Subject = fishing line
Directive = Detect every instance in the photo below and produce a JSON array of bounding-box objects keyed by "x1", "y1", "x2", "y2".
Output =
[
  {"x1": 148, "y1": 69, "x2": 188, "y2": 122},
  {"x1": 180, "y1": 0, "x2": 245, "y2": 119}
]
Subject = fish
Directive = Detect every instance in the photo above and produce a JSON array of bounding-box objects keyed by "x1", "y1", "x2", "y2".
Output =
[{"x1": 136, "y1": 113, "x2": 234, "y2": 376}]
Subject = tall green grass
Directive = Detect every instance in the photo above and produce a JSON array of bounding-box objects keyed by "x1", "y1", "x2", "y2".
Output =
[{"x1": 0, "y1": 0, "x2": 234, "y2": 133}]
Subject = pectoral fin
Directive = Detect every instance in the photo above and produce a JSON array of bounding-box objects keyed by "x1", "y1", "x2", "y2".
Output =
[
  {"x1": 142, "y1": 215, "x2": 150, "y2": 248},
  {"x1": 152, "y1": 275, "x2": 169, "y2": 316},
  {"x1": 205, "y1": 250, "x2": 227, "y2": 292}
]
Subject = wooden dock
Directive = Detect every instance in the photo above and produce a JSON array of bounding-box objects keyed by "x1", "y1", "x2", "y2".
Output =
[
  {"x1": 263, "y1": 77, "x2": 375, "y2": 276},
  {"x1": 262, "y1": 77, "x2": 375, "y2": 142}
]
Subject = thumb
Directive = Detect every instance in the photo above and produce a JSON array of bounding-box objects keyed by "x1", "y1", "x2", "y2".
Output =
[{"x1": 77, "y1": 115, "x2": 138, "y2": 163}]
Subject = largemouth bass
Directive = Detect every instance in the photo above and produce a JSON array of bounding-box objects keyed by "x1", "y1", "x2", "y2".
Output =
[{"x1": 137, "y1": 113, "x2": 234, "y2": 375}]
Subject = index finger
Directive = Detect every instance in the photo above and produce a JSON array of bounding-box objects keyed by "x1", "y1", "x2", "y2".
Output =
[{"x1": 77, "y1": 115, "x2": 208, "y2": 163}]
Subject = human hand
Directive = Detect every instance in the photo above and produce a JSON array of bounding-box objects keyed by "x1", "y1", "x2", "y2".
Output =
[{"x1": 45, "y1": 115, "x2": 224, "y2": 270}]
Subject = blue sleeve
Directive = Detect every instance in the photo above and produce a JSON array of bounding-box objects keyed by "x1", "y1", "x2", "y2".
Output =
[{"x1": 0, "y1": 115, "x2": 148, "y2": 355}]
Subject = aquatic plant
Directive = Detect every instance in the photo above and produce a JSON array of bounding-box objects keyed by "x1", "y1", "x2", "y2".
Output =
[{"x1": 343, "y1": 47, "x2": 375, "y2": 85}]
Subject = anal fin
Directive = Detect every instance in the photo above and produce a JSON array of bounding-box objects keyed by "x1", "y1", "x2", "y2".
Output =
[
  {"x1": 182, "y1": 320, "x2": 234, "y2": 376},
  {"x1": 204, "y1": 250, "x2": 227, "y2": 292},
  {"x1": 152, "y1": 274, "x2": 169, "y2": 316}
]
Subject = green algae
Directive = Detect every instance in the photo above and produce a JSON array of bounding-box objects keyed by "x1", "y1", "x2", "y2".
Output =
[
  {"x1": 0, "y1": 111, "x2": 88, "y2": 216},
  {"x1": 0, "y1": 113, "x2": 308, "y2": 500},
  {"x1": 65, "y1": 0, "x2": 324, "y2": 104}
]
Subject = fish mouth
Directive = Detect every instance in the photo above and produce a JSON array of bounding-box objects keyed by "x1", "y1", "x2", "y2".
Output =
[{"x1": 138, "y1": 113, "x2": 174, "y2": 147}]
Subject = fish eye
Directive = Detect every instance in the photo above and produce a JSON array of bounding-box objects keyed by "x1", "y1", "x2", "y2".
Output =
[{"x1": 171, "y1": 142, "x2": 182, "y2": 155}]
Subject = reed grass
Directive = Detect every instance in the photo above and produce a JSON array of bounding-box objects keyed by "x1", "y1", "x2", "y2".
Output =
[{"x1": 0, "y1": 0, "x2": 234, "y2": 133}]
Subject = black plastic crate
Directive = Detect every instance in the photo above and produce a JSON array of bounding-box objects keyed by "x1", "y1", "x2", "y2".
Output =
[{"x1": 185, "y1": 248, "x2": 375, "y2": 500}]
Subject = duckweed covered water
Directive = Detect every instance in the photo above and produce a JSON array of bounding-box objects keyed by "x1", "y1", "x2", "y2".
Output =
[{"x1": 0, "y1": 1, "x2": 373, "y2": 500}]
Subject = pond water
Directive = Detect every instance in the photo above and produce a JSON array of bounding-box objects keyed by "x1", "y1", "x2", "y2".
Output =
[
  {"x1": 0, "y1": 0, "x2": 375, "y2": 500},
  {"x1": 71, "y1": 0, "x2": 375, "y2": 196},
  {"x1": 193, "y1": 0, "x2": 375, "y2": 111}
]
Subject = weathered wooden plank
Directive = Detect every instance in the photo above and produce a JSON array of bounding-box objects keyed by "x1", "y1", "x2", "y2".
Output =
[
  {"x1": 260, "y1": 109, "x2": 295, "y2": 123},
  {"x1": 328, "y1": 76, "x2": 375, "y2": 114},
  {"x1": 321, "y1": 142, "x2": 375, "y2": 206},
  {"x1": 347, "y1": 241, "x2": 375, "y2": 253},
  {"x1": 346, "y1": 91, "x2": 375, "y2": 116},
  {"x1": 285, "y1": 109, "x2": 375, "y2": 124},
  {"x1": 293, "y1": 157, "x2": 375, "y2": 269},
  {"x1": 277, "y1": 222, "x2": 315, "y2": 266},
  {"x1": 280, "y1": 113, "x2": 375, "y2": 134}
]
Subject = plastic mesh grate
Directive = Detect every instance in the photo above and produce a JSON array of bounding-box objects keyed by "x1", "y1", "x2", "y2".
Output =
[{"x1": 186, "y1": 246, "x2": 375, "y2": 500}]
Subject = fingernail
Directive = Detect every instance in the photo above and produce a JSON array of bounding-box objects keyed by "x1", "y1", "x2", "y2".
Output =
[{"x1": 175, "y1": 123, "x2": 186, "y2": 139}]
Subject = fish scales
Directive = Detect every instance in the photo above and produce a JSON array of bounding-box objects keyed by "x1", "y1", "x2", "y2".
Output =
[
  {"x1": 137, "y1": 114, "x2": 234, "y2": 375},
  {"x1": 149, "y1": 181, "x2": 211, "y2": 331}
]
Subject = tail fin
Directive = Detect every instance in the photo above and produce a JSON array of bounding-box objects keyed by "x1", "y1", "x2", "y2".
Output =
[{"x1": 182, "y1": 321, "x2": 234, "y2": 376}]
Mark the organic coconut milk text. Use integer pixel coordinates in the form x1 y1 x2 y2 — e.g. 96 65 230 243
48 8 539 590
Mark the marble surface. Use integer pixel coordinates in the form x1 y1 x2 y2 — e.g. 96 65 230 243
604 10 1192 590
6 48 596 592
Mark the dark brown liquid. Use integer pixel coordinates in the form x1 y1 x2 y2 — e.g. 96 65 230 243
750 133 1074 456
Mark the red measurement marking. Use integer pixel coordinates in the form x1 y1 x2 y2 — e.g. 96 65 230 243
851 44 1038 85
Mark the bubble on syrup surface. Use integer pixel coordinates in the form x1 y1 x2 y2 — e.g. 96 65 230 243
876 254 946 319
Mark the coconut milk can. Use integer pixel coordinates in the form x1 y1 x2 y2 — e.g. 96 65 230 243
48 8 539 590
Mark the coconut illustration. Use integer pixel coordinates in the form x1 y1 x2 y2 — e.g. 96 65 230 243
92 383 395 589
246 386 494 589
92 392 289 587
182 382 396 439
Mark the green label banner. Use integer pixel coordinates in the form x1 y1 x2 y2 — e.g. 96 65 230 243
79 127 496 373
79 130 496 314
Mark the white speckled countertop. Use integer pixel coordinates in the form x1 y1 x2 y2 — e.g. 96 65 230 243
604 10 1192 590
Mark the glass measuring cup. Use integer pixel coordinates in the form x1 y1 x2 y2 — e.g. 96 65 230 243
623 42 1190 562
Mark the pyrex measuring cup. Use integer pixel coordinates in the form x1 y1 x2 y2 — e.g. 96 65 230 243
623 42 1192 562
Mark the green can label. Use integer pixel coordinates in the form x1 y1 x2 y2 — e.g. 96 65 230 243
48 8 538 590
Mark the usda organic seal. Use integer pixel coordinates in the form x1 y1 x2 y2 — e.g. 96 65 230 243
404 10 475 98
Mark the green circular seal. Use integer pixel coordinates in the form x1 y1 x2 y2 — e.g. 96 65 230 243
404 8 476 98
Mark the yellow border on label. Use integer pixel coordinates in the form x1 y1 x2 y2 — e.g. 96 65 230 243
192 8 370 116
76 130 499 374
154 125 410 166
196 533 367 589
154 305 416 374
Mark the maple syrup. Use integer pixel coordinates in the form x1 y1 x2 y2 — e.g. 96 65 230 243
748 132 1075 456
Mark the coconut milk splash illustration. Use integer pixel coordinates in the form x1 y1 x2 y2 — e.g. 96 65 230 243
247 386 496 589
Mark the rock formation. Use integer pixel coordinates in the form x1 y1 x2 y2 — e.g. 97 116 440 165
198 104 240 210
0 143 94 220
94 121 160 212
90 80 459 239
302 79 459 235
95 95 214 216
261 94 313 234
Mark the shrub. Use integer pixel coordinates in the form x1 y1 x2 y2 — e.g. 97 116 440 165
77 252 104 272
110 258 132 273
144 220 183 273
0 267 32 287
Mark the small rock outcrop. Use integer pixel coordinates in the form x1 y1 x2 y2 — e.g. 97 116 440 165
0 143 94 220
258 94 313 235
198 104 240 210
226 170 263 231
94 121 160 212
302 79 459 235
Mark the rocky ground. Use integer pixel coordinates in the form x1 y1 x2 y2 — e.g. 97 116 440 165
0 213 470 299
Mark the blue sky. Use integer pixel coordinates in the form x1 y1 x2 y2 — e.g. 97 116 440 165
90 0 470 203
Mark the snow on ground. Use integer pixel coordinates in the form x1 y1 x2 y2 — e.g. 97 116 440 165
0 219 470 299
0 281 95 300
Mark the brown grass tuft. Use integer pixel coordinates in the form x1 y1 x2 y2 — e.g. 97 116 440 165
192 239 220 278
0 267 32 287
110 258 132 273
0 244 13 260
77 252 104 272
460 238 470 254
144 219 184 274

THE EXERCISE:
Tally the lines in the records that contain the string "organic", where case counts, and reply with the number alone.

SOLUTION TO THE EXERCISE:
2